WHAT TO PRODUCE.
Start to finish, print the data below exactly, without the images.

DATA RECORDS.

==*==

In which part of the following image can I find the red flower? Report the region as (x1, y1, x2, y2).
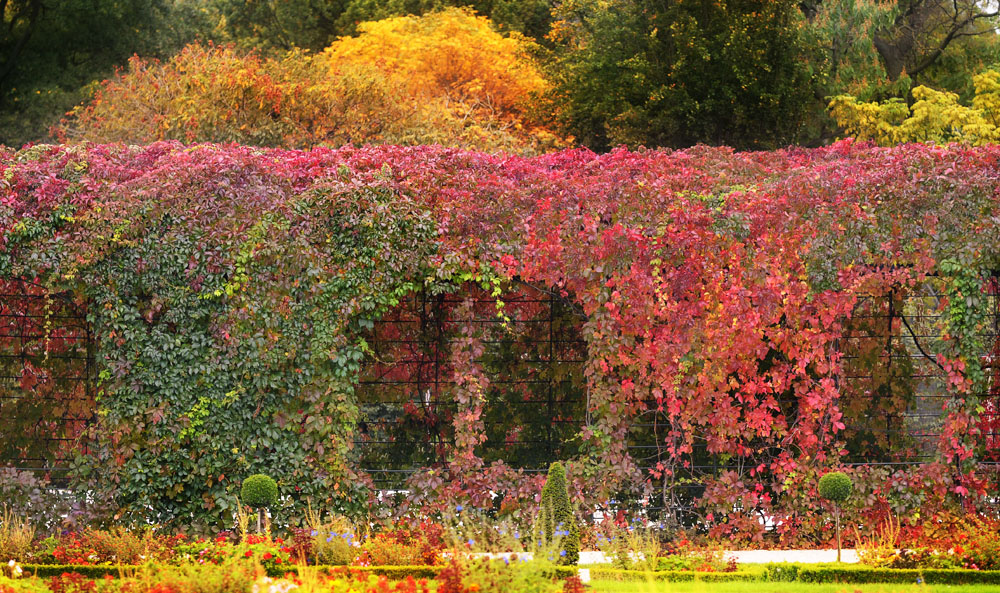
(244, 550, 253, 558)
(263, 552, 273, 560)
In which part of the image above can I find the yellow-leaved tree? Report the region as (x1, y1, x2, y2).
(56, 10, 564, 153)
(829, 69, 1000, 145)
(322, 7, 563, 151)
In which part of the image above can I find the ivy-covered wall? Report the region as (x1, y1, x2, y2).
(1, 141, 998, 543)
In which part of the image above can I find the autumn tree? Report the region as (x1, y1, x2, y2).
(829, 67, 1000, 145)
(868, 0, 999, 83)
(322, 8, 559, 148)
(55, 44, 462, 148)
(548, 0, 814, 150)
(801, 0, 1000, 142)
(58, 11, 562, 153)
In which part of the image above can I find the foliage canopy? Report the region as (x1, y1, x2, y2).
(830, 68, 1000, 145)
(57, 11, 562, 153)
(818, 472, 853, 503)
(241, 474, 280, 508)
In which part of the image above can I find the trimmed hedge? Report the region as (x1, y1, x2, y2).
(788, 564, 1000, 585)
(26, 562, 1000, 585)
(314, 566, 442, 579)
(23, 565, 126, 579)
(590, 564, 1000, 585)
(590, 568, 759, 582)
(22, 564, 574, 581)
(22, 565, 445, 580)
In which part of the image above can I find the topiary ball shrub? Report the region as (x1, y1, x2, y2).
(241, 474, 279, 509)
(818, 471, 853, 503)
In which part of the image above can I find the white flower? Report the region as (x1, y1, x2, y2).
(252, 577, 299, 593)
(8, 560, 23, 578)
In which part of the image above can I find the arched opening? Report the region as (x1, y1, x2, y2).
(0, 279, 94, 485)
(355, 281, 588, 489)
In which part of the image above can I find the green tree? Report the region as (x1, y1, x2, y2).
(214, 0, 555, 52)
(343, 0, 555, 41)
(550, 0, 814, 150)
(0, 0, 212, 147)
(801, 0, 1000, 143)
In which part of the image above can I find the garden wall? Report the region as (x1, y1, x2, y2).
(1, 141, 998, 542)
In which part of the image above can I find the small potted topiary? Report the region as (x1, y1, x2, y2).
(241, 473, 279, 534)
(818, 471, 853, 562)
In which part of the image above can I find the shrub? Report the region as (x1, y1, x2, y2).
(818, 472, 853, 502)
(818, 471, 852, 562)
(0, 575, 49, 593)
(300, 514, 359, 565)
(54, 527, 180, 566)
(537, 463, 579, 566)
(436, 555, 565, 593)
(793, 564, 1000, 584)
(0, 470, 71, 533)
(652, 538, 734, 573)
(313, 530, 355, 566)
(124, 556, 261, 593)
(0, 507, 35, 563)
(953, 514, 1000, 570)
(47, 572, 98, 593)
(360, 522, 445, 566)
(592, 523, 662, 571)
(323, 9, 550, 124)
(313, 567, 435, 593)
(241, 475, 279, 509)
(856, 514, 901, 568)
(57, 29, 561, 153)
(889, 510, 1000, 570)
(587, 568, 756, 582)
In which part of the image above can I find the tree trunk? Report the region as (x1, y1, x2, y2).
(835, 506, 842, 563)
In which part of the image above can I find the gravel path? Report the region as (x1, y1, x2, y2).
(488, 549, 861, 565)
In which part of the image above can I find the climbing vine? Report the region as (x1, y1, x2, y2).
(2, 141, 999, 541)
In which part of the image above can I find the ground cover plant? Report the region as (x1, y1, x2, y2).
(0, 503, 587, 592)
(2, 496, 1000, 592)
(1, 141, 999, 547)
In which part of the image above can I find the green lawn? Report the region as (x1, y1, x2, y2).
(589, 581, 998, 593)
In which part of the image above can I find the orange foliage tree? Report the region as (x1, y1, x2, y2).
(56, 10, 562, 153)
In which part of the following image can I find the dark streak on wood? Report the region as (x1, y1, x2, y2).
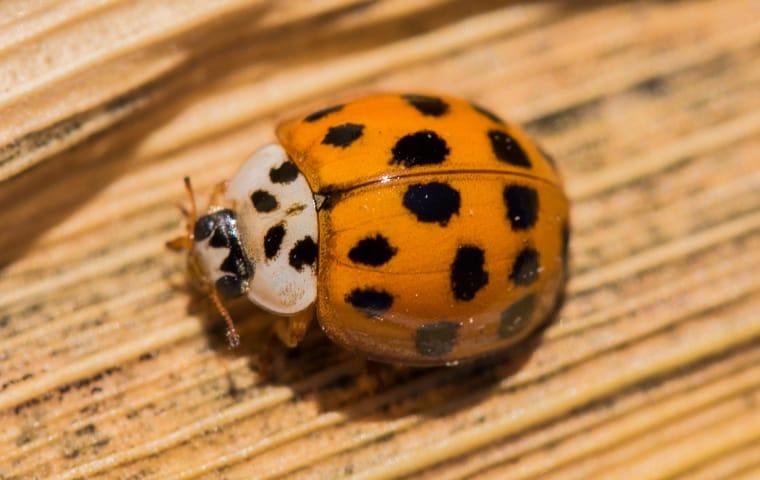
(526, 98, 602, 134)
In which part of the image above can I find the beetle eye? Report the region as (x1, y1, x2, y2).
(193, 215, 215, 241)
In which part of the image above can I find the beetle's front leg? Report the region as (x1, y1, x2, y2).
(274, 306, 315, 348)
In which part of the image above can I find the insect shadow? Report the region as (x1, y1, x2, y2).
(190, 282, 566, 423)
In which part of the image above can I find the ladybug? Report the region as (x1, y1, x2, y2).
(168, 93, 569, 366)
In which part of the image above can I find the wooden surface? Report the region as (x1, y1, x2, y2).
(1, 1, 759, 478)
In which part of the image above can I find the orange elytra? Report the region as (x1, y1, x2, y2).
(169, 93, 569, 366)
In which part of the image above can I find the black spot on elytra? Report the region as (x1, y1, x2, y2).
(390, 130, 450, 167)
(193, 215, 215, 241)
(322, 123, 364, 148)
(415, 321, 459, 357)
(264, 224, 285, 259)
(499, 294, 536, 338)
(403, 94, 449, 117)
(304, 104, 343, 122)
(269, 161, 299, 184)
(488, 130, 531, 168)
(451, 246, 489, 301)
(503, 185, 539, 231)
(348, 234, 397, 266)
(345, 288, 394, 316)
(510, 247, 540, 286)
(251, 190, 278, 212)
(403, 182, 460, 225)
(289, 236, 318, 270)
(472, 103, 504, 124)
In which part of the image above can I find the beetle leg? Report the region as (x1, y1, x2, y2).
(274, 306, 315, 347)
(256, 329, 278, 379)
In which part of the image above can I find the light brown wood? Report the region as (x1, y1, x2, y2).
(1, 1, 758, 478)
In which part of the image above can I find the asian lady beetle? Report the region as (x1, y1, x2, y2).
(168, 93, 569, 366)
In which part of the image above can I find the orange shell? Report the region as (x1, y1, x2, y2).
(277, 94, 562, 191)
(277, 93, 569, 365)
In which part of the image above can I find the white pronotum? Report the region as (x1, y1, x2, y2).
(225, 143, 318, 315)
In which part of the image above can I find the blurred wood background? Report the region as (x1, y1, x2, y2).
(1, 0, 759, 478)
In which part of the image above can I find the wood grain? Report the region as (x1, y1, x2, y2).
(1, 1, 758, 478)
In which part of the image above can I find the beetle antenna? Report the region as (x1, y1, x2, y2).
(210, 289, 240, 348)
(166, 177, 199, 251)
(184, 176, 197, 238)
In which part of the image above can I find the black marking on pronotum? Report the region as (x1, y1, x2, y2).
(264, 224, 286, 260)
(390, 130, 450, 167)
(269, 161, 300, 184)
(503, 185, 539, 231)
(322, 123, 364, 148)
(488, 130, 531, 168)
(285, 204, 307, 215)
(403, 94, 449, 117)
(304, 104, 343, 122)
(415, 321, 459, 357)
(251, 190, 278, 212)
(345, 288, 393, 316)
(499, 294, 536, 338)
(348, 234, 397, 266)
(289, 236, 318, 270)
(471, 103, 504, 124)
(402, 182, 460, 225)
(510, 247, 540, 286)
(450, 245, 489, 301)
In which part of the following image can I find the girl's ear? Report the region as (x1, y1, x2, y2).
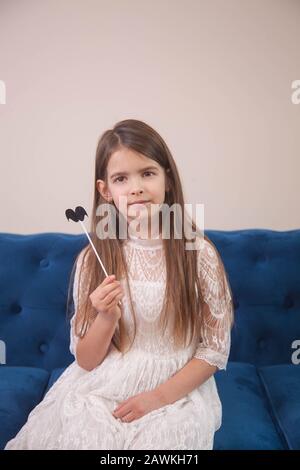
(96, 179, 113, 202)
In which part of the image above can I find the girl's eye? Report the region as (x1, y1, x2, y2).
(114, 176, 126, 183)
(113, 172, 155, 183)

==*==

FINISHED TASK.
In which part of the following image can I find the red flower? Report the region as (x1, y1, x2, y2).
(244, 550, 253, 558)
(263, 552, 273, 560)
In which part of the image above can I find the yellow-leaved tree? Report the region as (x1, y1, x2, y2).
(56, 10, 564, 153)
(829, 69, 1000, 145)
(322, 7, 563, 151)
In which part of the image above can I find the ivy-covered wall? Report the region as (x1, y1, x2, y2).
(1, 141, 998, 543)
In which part of the image above can I find the autumn tree? Report the region as (x1, y1, x2, y2).
(829, 67, 1000, 145)
(868, 0, 999, 83)
(322, 8, 559, 148)
(55, 44, 462, 148)
(548, 0, 814, 150)
(801, 0, 1000, 142)
(58, 11, 562, 153)
In which part of the image above can I find the foliage canopy? Report the region as (x1, y1, x2, y2).
(830, 68, 1000, 145)
(57, 11, 562, 153)
(818, 472, 853, 503)
(241, 474, 280, 508)
In which part of the image above can I find the trimmed hedge? Report the region as (x1, y1, x2, y2).
(788, 564, 1000, 585)
(26, 562, 1000, 585)
(314, 566, 442, 579)
(23, 565, 126, 579)
(590, 564, 1000, 585)
(590, 568, 759, 582)
(22, 564, 574, 581)
(22, 565, 445, 580)
In which part of the image above can I find the topiary ball shrub? Report the region as (x1, y1, x2, y2).
(241, 474, 279, 509)
(818, 471, 853, 503)
In which part of the image above can I find the white flower? Report the region as (x1, y1, x2, y2).
(252, 577, 299, 593)
(8, 560, 23, 578)
In which part of the image above can I find the arched opening? Report the region as (x1, y1, x2, y2).
(0, 279, 94, 485)
(355, 281, 588, 489)
In which part of the image above can I find the green tree? Report the region as (x1, y1, x2, y2).
(214, 0, 555, 52)
(343, 0, 555, 41)
(550, 0, 814, 150)
(0, 0, 212, 147)
(801, 0, 1000, 143)
In which part of the image above can I find the garden wall? Report the region as (x1, y1, x2, y2).
(1, 141, 998, 542)
In which part of the image above can I find the small potted topiary? Report the region as (x1, y1, x2, y2).
(241, 473, 279, 534)
(818, 471, 853, 562)
In which part of the image above can I find the shrub? Report the region as (x1, y1, x2, y2).
(818, 472, 853, 502)
(818, 471, 852, 562)
(0, 575, 49, 593)
(300, 514, 359, 565)
(54, 527, 180, 566)
(537, 463, 579, 566)
(436, 555, 565, 593)
(793, 564, 1000, 584)
(0, 470, 71, 533)
(652, 538, 734, 573)
(313, 530, 355, 566)
(124, 556, 261, 593)
(0, 507, 35, 563)
(953, 514, 1000, 570)
(47, 572, 98, 593)
(360, 522, 445, 566)
(592, 523, 662, 571)
(323, 9, 550, 124)
(313, 567, 435, 593)
(241, 475, 279, 509)
(856, 514, 901, 568)
(57, 29, 561, 153)
(889, 510, 1000, 570)
(587, 568, 756, 582)
In which part of the image above can I find the tree trunk? Report the region as (x1, y1, x2, y2).
(835, 506, 842, 563)
In which part of the image above can I find the gravel path? Report the region as (x1, y1, x2, y2).
(488, 549, 861, 565)
In which part of the image above can I find the climbing vine? Report the region as (x1, y1, x2, y2).
(2, 141, 999, 541)
In which part of the image above can I find the ground cover plant? Report the region as (x1, y1, x2, y2).
(0, 503, 587, 592)
(2, 496, 1000, 592)
(1, 141, 999, 547)
In which part of the image above can I find the green lawn? Report the region as (x1, y1, x2, y2).
(589, 581, 998, 593)
In which part of the image above can I find the orange foliage tree? Report the region as (x1, y1, x2, y2).
(56, 10, 562, 153)
In which part of the following image can I find the dark streak on wood? Report the region as (x1, y1, x2, y2).
(526, 98, 602, 134)
In which part of the image above can I find the beetle eye? Report the region as (x1, y1, x2, y2).
(193, 215, 215, 241)
In which part of the image above can I find the beetle's front leg? Report the region as (x1, y1, x2, y2).
(274, 306, 315, 348)
In which part of the image above can I find the insect shadow? Report the region as (x1, y1, x2, y2).
(190, 282, 566, 423)
In which part of the image above can I find the ladybug? Report the region as (x1, y1, x2, y2).
(168, 93, 569, 366)
In which part of the image above can I find the wooden surface? Report the region as (x1, y1, x2, y2).
(1, 1, 759, 478)
In which part of the image above can I find the orange elytra? Report the region as (x1, y1, x2, y2).
(169, 93, 569, 366)
In which part of the image above can I find the black spot on elytra? Report the region as (x1, y1, x2, y2).
(390, 130, 450, 167)
(193, 215, 215, 241)
(322, 123, 364, 148)
(415, 321, 459, 357)
(264, 224, 285, 259)
(499, 294, 536, 338)
(403, 94, 449, 117)
(304, 104, 343, 122)
(269, 161, 299, 184)
(488, 130, 531, 168)
(451, 246, 489, 301)
(503, 185, 539, 231)
(348, 234, 397, 266)
(345, 288, 394, 316)
(510, 247, 540, 286)
(251, 190, 278, 212)
(403, 182, 460, 225)
(289, 236, 318, 270)
(472, 103, 504, 124)
In which part of the image above can I find the beetle leg? Report the region as (x1, y1, x2, y2).
(274, 306, 315, 347)
(256, 329, 278, 379)
In which part of the image above can I find the light brown wood? Report the region as (x1, y1, x2, y2).
(1, 1, 758, 478)
In which part of the image above can I find the asian lady beetle? Report the region as (x1, y1, x2, y2).
(168, 93, 569, 366)
In which part of the image above can I find the orange shell? Report the region as (x1, y1, x2, y2).
(277, 94, 562, 191)
(277, 93, 569, 365)
In which part of the image above can I find the white pronotum? Report the region as (x1, y1, x2, y2).
(225, 143, 318, 315)
In which part of the image above can I find the blurred wood background? Report the region as (x1, y1, x2, y2).
(1, 0, 759, 478)
In which part of the image above can I find the wood grain? Report the region as (x1, y1, x2, y2).
(1, 1, 758, 478)
In which part of the image above can I find the beetle antenna? Report the region as (x1, y1, x2, y2).
(210, 289, 240, 348)
(166, 177, 199, 251)
(184, 176, 197, 238)
In which part of the image above can I find the black marking on pronotum? Report the region as (x1, y1, x2, y2).
(264, 224, 286, 260)
(390, 130, 450, 167)
(269, 161, 300, 184)
(503, 185, 539, 231)
(322, 123, 364, 148)
(488, 130, 531, 168)
(285, 204, 307, 215)
(403, 94, 449, 117)
(304, 104, 343, 122)
(415, 321, 459, 357)
(251, 190, 278, 212)
(345, 288, 393, 316)
(499, 294, 536, 338)
(348, 234, 397, 266)
(289, 236, 318, 270)
(471, 103, 504, 124)
(402, 182, 460, 225)
(510, 247, 540, 286)
(450, 245, 489, 301)
In which part of the following image can I find the girl's ear? Report the region as (x1, y1, x2, y2).
(96, 179, 113, 202)
In which part of the image above can I find the girl's eye? Report the region as (x1, y1, x2, y2).
(114, 176, 126, 183)
(113, 172, 155, 183)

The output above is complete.